▶ **RECORDS FOR THIS TASK**:
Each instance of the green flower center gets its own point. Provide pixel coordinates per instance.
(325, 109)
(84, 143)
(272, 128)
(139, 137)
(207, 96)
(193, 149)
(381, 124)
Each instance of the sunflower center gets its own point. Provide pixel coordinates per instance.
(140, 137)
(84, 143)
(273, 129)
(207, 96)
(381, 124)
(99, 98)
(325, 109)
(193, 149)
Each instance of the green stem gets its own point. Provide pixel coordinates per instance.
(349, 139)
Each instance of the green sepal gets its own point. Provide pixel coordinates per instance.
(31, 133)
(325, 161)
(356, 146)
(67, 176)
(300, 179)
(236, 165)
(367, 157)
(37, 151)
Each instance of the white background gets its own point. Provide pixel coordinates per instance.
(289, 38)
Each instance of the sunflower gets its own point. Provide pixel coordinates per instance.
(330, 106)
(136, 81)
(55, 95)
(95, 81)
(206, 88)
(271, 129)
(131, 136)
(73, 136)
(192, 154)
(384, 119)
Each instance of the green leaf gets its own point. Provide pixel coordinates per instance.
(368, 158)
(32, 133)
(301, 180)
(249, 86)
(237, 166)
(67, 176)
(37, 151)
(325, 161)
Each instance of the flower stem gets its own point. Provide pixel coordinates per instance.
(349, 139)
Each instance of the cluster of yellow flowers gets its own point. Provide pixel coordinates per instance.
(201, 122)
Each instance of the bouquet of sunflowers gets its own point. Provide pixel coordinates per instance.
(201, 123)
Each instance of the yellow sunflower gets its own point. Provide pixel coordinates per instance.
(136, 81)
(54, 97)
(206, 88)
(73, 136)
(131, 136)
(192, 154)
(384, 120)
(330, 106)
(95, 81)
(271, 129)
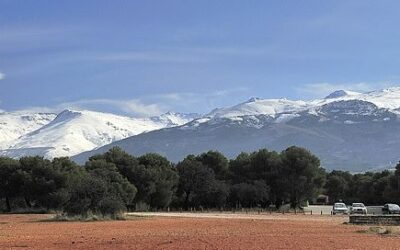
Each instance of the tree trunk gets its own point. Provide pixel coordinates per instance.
(187, 200)
(8, 204)
(28, 202)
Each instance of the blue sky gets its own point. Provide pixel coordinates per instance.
(147, 57)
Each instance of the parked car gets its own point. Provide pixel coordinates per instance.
(339, 208)
(391, 209)
(358, 208)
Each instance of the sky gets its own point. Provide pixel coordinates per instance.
(143, 58)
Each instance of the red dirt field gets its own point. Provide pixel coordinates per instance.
(270, 232)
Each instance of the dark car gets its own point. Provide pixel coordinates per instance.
(391, 209)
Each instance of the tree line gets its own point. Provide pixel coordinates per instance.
(116, 181)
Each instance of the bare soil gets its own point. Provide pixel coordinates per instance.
(215, 231)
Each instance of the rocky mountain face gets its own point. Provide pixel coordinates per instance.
(72, 132)
(347, 130)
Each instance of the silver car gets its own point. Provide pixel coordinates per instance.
(358, 208)
(339, 208)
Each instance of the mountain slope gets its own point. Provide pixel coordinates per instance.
(73, 132)
(15, 124)
(350, 131)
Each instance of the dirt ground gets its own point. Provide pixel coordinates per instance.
(201, 232)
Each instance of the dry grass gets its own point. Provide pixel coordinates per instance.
(382, 230)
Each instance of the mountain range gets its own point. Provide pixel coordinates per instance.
(72, 132)
(347, 130)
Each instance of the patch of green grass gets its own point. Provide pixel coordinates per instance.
(82, 218)
(382, 230)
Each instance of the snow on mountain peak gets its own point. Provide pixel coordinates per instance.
(254, 99)
(72, 132)
(259, 107)
(341, 93)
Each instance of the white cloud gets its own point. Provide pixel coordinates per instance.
(318, 90)
(153, 105)
(133, 107)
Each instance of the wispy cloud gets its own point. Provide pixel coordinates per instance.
(134, 107)
(152, 105)
(318, 90)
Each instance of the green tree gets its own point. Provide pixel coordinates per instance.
(10, 180)
(41, 182)
(302, 173)
(195, 181)
(217, 162)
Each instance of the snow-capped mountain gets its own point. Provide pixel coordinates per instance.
(15, 124)
(347, 130)
(257, 106)
(72, 132)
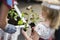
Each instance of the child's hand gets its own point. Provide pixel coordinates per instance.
(10, 29)
(26, 36)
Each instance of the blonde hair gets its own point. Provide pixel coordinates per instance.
(53, 16)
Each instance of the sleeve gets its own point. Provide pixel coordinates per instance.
(39, 29)
(8, 3)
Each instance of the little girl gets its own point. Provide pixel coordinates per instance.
(5, 5)
(45, 29)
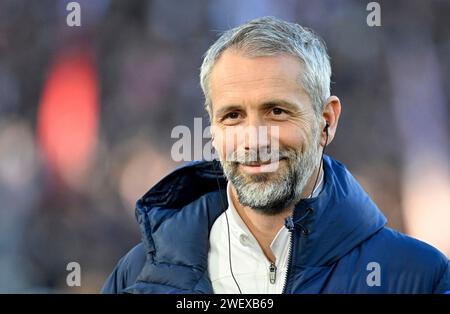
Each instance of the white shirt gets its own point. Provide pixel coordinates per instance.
(251, 268)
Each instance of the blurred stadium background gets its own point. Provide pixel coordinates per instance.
(86, 115)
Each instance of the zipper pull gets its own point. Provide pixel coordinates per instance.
(289, 223)
(272, 273)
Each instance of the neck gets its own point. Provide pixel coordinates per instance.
(263, 227)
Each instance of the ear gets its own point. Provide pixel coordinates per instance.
(330, 114)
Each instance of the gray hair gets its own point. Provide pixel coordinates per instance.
(269, 36)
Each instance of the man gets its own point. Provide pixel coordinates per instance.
(295, 223)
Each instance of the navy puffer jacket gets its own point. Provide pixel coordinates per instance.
(339, 241)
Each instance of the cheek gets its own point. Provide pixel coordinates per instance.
(292, 137)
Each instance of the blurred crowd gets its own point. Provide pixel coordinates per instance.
(86, 115)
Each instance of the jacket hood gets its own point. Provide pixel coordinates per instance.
(176, 215)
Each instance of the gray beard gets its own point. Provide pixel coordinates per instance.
(272, 193)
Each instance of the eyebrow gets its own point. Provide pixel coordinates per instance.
(265, 105)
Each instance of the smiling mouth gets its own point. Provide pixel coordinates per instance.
(261, 167)
(260, 163)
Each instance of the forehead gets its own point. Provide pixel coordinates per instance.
(238, 76)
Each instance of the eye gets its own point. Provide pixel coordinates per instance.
(231, 115)
(278, 111)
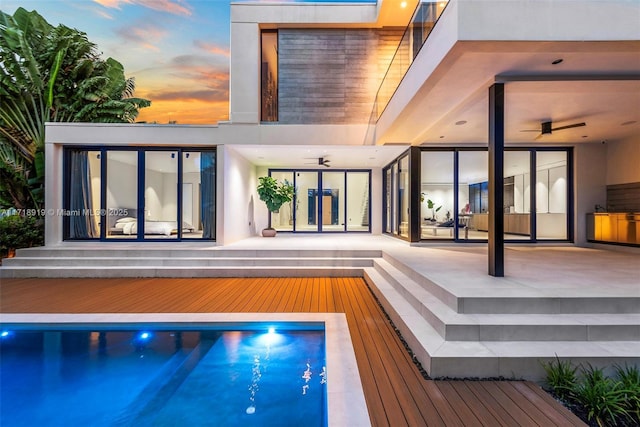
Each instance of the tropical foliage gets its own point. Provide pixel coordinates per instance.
(50, 74)
(18, 231)
(599, 399)
(274, 193)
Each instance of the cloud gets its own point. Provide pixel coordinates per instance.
(207, 95)
(212, 48)
(146, 35)
(174, 7)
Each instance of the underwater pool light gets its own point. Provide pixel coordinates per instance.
(144, 336)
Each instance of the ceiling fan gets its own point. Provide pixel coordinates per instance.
(321, 162)
(547, 128)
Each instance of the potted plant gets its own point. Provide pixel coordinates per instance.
(274, 194)
(431, 205)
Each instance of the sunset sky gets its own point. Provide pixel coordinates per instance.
(177, 50)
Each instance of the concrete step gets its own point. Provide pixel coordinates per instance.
(186, 262)
(453, 326)
(511, 359)
(173, 271)
(207, 251)
(524, 301)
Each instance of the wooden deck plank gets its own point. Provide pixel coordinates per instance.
(474, 405)
(395, 391)
(546, 403)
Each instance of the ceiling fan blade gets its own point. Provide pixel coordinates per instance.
(575, 125)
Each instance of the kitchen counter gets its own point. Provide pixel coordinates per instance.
(614, 227)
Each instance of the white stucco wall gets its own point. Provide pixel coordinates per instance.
(623, 161)
(238, 205)
(590, 185)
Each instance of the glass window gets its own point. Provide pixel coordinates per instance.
(403, 196)
(551, 195)
(358, 205)
(108, 181)
(517, 194)
(436, 195)
(269, 76)
(306, 218)
(122, 194)
(473, 194)
(332, 205)
(283, 219)
(82, 216)
(160, 195)
(387, 201)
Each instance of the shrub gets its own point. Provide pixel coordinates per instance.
(561, 377)
(603, 399)
(629, 376)
(20, 232)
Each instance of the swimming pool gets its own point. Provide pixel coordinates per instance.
(108, 370)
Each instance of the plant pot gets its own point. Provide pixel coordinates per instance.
(269, 232)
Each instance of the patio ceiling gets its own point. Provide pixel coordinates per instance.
(596, 83)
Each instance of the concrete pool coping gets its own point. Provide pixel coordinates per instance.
(346, 405)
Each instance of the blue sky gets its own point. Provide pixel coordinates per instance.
(177, 50)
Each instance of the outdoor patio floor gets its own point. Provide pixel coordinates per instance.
(395, 390)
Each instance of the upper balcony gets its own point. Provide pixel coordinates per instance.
(563, 61)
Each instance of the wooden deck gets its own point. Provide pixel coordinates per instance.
(395, 391)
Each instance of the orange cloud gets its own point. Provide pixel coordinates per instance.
(185, 112)
(146, 35)
(211, 48)
(175, 7)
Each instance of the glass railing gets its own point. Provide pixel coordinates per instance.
(422, 21)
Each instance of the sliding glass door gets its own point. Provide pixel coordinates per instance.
(324, 201)
(452, 195)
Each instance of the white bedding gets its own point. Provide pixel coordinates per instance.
(150, 227)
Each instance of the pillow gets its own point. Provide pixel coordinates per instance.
(126, 219)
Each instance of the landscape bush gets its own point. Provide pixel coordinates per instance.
(598, 399)
(20, 232)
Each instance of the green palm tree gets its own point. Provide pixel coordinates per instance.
(50, 74)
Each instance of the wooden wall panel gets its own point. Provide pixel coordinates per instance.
(331, 76)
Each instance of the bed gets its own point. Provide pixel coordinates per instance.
(124, 222)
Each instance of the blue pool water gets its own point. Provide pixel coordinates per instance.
(207, 377)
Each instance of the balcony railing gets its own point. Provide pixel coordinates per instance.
(422, 22)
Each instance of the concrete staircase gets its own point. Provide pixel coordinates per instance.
(503, 336)
(451, 335)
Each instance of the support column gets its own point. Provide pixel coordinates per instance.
(496, 180)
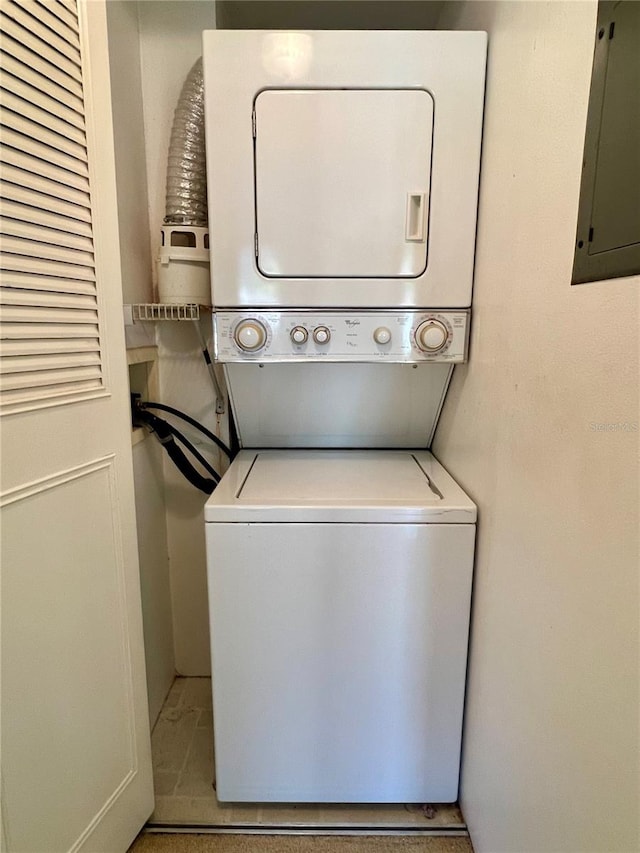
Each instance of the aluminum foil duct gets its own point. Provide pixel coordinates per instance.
(186, 167)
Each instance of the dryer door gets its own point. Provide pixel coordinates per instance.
(342, 179)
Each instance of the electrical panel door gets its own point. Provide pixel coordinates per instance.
(342, 179)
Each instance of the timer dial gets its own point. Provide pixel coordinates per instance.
(382, 335)
(431, 336)
(321, 335)
(299, 335)
(250, 335)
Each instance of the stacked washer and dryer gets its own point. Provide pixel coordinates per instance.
(343, 180)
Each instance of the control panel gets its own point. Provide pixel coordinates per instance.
(341, 336)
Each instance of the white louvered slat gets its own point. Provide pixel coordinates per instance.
(10, 101)
(39, 217)
(32, 362)
(42, 100)
(61, 11)
(39, 331)
(32, 25)
(12, 296)
(36, 265)
(49, 91)
(46, 346)
(45, 14)
(29, 281)
(41, 184)
(39, 378)
(40, 56)
(45, 251)
(68, 4)
(58, 142)
(45, 154)
(50, 331)
(31, 198)
(16, 228)
(20, 160)
(35, 314)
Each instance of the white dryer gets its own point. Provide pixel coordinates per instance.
(342, 174)
(339, 588)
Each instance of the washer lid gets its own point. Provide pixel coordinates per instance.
(366, 486)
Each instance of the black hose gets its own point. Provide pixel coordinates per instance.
(164, 408)
(193, 450)
(165, 433)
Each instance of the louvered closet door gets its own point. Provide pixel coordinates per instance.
(50, 326)
(76, 772)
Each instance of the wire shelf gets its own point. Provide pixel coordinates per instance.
(151, 311)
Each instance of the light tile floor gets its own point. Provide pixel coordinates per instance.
(182, 746)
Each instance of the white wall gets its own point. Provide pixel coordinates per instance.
(170, 42)
(136, 279)
(550, 757)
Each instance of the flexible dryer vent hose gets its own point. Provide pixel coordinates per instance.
(186, 167)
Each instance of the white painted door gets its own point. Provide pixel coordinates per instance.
(342, 182)
(76, 769)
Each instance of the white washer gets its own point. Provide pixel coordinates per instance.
(339, 588)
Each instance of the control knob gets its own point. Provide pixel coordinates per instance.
(250, 335)
(299, 335)
(382, 335)
(321, 335)
(431, 336)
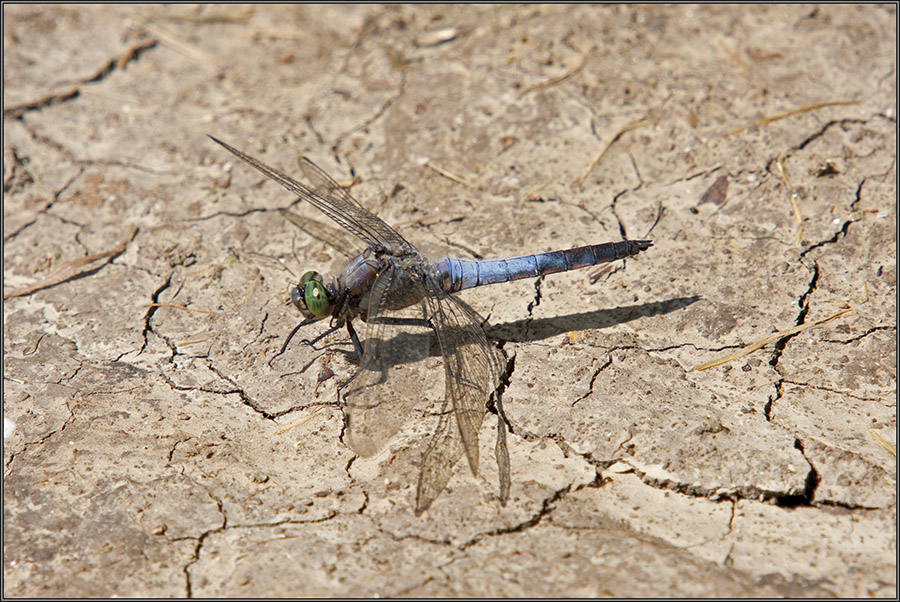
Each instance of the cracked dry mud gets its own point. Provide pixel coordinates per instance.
(143, 454)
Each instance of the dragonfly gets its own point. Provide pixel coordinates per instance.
(409, 308)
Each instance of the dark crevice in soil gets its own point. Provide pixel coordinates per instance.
(546, 508)
(154, 305)
(825, 128)
(805, 497)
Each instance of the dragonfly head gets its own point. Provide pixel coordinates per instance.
(311, 297)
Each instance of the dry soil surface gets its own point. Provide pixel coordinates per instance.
(145, 273)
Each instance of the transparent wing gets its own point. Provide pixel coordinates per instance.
(376, 406)
(472, 370)
(329, 198)
(333, 237)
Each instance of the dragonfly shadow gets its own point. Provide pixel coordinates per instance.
(524, 331)
(530, 330)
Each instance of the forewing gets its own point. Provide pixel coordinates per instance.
(391, 377)
(334, 237)
(340, 207)
(472, 370)
(325, 187)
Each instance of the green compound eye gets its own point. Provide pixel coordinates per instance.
(308, 276)
(311, 297)
(316, 299)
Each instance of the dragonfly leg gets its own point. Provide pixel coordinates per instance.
(355, 340)
(307, 341)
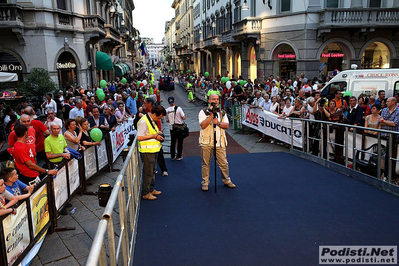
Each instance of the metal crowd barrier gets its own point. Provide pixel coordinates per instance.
(373, 155)
(38, 214)
(127, 194)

▶ **BRIEF**: Omit the pictures and print again exactly the lines from the one with "Each instance of the dragonfly head" through the final line of the entries, both ends included.

▶ **RESPONSE TO THE EXERCISE**:
Each instance of the dragonfly head gets its own point. Provide pixel coordinates per instance.
(311, 297)
Each instance of the dry soil surface gets its own point. Provide pixel coordinates per instance.
(145, 273)
Each instance of the transparent wing gets its own point. Provide pixel coordinates per instance.
(376, 406)
(472, 370)
(329, 198)
(333, 237)
Each instance of the dragonfly shadow gets its own point. Provide pixel coordinates per instance.
(524, 331)
(530, 330)
Each instance of the forewing gets its own point. Provide pixel coordinates per instance.
(391, 377)
(334, 237)
(340, 207)
(472, 370)
(325, 187)
Each instance of the green compound eye gets its own point. Provide pixel coordinates per instance.
(308, 276)
(311, 297)
(316, 299)
Each instance of the dragonfly leg gets its own point. Provide pixel coordinates per instance.
(355, 340)
(307, 341)
Each instance of the metal crowd barrier gets its own point. Provide pixel coordinates per instance.
(373, 155)
(38, 214)
(127, 194)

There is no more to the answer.